__What this task involves__:
The entries below are to be retyped exactly. Preserve every word.

Extracted entries START

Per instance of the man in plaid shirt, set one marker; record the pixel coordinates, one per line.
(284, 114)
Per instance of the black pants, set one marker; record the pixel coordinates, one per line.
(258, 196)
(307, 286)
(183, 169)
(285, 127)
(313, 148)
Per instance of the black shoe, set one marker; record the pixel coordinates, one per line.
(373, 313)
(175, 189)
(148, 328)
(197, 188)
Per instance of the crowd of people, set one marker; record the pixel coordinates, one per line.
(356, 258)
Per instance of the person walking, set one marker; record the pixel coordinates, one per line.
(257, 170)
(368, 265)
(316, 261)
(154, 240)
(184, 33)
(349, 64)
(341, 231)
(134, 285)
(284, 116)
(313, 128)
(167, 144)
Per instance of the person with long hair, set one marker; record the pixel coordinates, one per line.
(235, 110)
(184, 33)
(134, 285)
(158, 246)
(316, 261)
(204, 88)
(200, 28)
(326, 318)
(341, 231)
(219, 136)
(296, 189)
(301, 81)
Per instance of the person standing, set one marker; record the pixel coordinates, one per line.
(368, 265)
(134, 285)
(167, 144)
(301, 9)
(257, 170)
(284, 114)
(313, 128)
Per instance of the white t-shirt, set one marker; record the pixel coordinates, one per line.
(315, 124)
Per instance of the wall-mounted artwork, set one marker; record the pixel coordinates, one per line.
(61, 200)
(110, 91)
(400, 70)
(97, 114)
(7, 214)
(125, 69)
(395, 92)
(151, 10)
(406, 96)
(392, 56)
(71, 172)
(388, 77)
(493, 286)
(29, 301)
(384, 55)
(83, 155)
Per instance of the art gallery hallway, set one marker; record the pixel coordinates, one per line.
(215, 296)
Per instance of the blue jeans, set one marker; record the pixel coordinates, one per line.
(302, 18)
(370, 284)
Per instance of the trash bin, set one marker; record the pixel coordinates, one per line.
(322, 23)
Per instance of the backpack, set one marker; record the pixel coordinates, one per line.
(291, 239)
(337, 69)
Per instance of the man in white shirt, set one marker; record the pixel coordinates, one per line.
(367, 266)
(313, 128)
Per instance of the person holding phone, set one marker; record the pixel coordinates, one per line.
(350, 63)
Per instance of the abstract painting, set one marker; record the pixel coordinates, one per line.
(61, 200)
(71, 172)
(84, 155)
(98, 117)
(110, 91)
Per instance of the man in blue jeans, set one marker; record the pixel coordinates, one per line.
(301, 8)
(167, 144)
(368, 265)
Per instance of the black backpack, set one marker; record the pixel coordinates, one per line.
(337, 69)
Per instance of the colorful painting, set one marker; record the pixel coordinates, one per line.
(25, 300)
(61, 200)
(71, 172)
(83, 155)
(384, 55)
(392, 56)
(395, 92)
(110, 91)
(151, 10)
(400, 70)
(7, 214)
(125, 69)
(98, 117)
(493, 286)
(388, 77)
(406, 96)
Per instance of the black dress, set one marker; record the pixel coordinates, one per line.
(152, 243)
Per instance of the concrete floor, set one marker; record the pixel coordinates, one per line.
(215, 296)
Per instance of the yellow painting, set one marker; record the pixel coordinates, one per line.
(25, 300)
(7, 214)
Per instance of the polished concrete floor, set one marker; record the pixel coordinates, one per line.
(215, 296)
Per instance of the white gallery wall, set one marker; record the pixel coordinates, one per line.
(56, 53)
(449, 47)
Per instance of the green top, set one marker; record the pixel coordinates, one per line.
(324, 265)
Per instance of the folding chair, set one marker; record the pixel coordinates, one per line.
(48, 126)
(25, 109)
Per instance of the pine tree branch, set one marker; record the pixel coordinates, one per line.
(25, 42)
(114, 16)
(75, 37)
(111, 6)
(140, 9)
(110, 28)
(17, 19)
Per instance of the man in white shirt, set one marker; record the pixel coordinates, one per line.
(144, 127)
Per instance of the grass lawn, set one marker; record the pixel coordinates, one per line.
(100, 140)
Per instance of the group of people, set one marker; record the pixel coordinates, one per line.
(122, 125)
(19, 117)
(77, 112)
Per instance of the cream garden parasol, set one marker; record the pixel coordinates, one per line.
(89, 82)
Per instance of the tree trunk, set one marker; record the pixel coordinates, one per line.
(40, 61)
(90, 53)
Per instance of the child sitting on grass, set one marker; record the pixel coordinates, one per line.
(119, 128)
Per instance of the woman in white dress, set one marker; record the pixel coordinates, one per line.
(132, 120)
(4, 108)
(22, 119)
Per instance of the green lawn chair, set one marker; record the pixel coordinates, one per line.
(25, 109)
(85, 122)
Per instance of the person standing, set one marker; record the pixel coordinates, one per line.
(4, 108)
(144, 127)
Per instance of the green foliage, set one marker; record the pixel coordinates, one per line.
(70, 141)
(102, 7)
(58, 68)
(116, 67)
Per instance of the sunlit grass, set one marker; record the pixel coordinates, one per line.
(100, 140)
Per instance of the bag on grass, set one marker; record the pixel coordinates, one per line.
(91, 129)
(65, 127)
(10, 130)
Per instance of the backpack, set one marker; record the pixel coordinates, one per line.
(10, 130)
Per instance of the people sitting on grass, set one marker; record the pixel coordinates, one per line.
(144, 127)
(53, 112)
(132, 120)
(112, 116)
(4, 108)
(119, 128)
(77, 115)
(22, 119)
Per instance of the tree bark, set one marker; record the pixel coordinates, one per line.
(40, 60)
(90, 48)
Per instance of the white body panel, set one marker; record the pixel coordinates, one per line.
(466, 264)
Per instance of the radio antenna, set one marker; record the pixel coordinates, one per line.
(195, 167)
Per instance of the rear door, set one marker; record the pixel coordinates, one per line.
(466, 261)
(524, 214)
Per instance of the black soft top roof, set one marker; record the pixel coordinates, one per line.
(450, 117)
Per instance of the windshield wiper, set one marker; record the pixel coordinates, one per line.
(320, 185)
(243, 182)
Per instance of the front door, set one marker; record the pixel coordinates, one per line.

Extracted entries END

__Worked solution__:
Per instance of the man in plaid shirt, set one marker; record the pixel coordinates, one per line.
(284, 114)
Per instance of the black pants, set one marker; record the pixel coordinates, one per line.
(258, 196)
(307, 286)
(183, 169)
(285, 127)
(313, 148)
Per instance of the black shoe, set one marker; record the pixel coordinates, one per line.
(373, 313)
(175, 189)
(148, 328)
(197, 188)
Per instance of the crowd of people, set one marker; record the pixel coordinates, one per line.
(356, 258)
Per instance of the person walking, set one marker; record the pixel coordinates, one per line.
(257, 170)
(368, 265)
(316, 261)
(154, 240)
(184, 33)
(349, 64)
(341, 231)
(134, 285)
(284, 116)
(313, 128)
(167, 144)
Per instance of the person with long hair, set one marker; record the pixel coordinates, one per line.
(235, 110)
(184, 33)
(134, 285)
(158, 246)
(316, 261)
(204, 88)
(200, 28)
(326, 318)
(341, 231)
(219, 136)
(296, 189)
(301, 81)
Per instance of the person standing, set one marker; record the pixel coordinates, one per line.
(368, 265)
(134, 285)
(167, 144)
(301, 9)
(257, 170)
(284, 114)
(313, 128)
Per instance of the white t-shirt, set one marker; record the pixel coordinates, one per line.
(315, 124)
Per instance of the wall-mounted artwork, set one marker; record the pixel coordinates, one per line.
(61, 200)
(110, 91)
(400, 70)
(97, 114)
(7, 214)
(125, 69)
(395, 92)
(151, 10)
(406, 96)
(392, 56)
(71, 172)
(388, 77)
(493, 286)
(29, 301)
(384, 55)
(83, 155)
Per instance of the art gallery hallway, set one marker; record the pixel coordinates, one per line.
(215, 296)
Per instance of the blue jeans, set one marker; record the pixel coordinates, one per line.
(302, 18)
(370, 284)
Per instance of the trash bin, set one marker; record the pixel coordinates, one per line.
(322, 23)
Per instance of the backpack, set one marker; record the pixel coordinates, one per line.
(291, 239)
(337, 69)
Per instance of the man in white shirt, set one marker; record the pixel coordinates, one per line.
(367, 266)
(313, 128)
Per instance of the person holding phone, set one marker; record the pixel coordinates, one per line.
(350, 63)
Per instance of the abstract painting, set one marker; record the pixel coordinates, one per line.
(61, 200)
(71, 172)
(84, 155)
(98, 117)
(110, 91)
Per instance of the man in blue jeans, set one marker; record the pixel coordinates, one per line.
(301, 8)
(167, 144)
(368, 265)
Per instance of the black backpack, set one marker; record the pixel coordinates, one per line.
(337, 69)
Per instance of the colorful painting, set one marker; record the pixel coordinates, one per line.
(25, 300)
(61, 200)
(71, 172)
(83, 155)
(384, 55)
(392, 56)
(395, 92)
(110, 91)
(151, 10)
(400, 70)
(7, 214)
(125, 69)
(98, 117)
(493, 286)
(388, 77)
(406, 96)
Per instance of the black dress, set one marker; record the pixel coordinates, one per line.
(152, 243)
Per instance of the concrete floor, set one marker; record the pixel coordinates, one per line.
(215, 296)
Per instance of the yellow painting, set one marker; record the pixel coordinates, one per line.
(25, 300)
(7, 214)
Per instance of the polished concrete floor, set one marker; record the pixel coordinates, one per line.
(215, 296)
Per instance of the white gallery wall, set one marker; record the pixel coordinates, one per line.
(56, 53)
(449, 47)
Per instance of the green top, set one marker; record the pixel coordinates, one per line.
(324, 265)
Per instance of the folding chair, set one marker; record the pixel coordinates, one per line.
(48, 126)
(25, 109)
Per instance of the pine tree branch, set one marker; record the pixel coordinates, one per line.
(25, 42)
(114, 16)
(75, 37)
(111, 6)
(140, 9)
(110, 28)
(17, 19)
Per instance of the man in white shirt, set one marker; record the pixel coordinates, one per line.
(144, 127)
Per instance of the grass lawn, set one marker; record the pixel coordinates, one per line.
(100, 140)
Per instance of the group of people, set one marker; record the pixel coordinates, one per line.
(122, 125)
(19, 117)
(77, 112)
Per instance of the cream garden parasol, set one marker; record the pixel coordinates, one per line.
(89, 82)
Per instance of the tree trunk, set one marker; record the pixel coordinates, one per line.
(40, 61)
(90, 53)
Per instance of the child sitting on grass, set one marker; record the pixel coordinates, one per line.
(119, 128)
Per instance of the woman in white dress, set one marker; record the pixel coordinates, one per line.
(132, 120)
(4, 108)
(22, 119)
Per instance of the green lawn chair, set one marker; record the pixel coordinates, one per line.
(25, 109)
(85, 122)
Per instance of the person standing, set one marker; record the pixel coordinates, one per line.
(4, 108)
(144, 127)
Per instance of the green foliage, set one marker; record the pixel coordinates, one per line.
(70, 141)
(102, 7)
(58, 68)
(116, 67)
Per instance of the sunlit grass, set one marker; record the pixel coordinates, one per line.
(100, 140)
Per instance of the bag on grass, set one marker; record the pixel coordinates, one per line.
(91, 129)
(65, 127)
(10, 130)
Per instance of the backpack, set one marker; record the pixel coordinates, one per line.
(10, 130)
Per instance of the people sitting on grass, set one marker; record the pixel coordinates, one per line.
(144, 127)
(53, 112)
(132, 120)
(112, 116)
(4, 108)
(119, 128)
(77, 115)
(22, 119)
Per instance of the tree bark, set one marker; record the pixel coordinates, one per line.
(40, 60)
(90, 48)
Per instance of the white body panel, set one marker; record the pixel coordinates, one per line.
(466, 264)
Per instance of the radio antenna, set one marker; record the pixel coordinates, one per line.
(195, 167)
Per instance of the rear door, set one marker; record the pixel coordinates, one per line.
(466, 261)
(524, 214)
Per instance of the black soft top roof, set one marker; record the pixel coordinates, one per line.
(450, 117)
Per instance of the windshield wiper, set one marker; record the pixel coordinates, one per line.
(320, 185)
(243, 182)
Per instance of the front door, set one marker; record the pixel coordinates, one per line.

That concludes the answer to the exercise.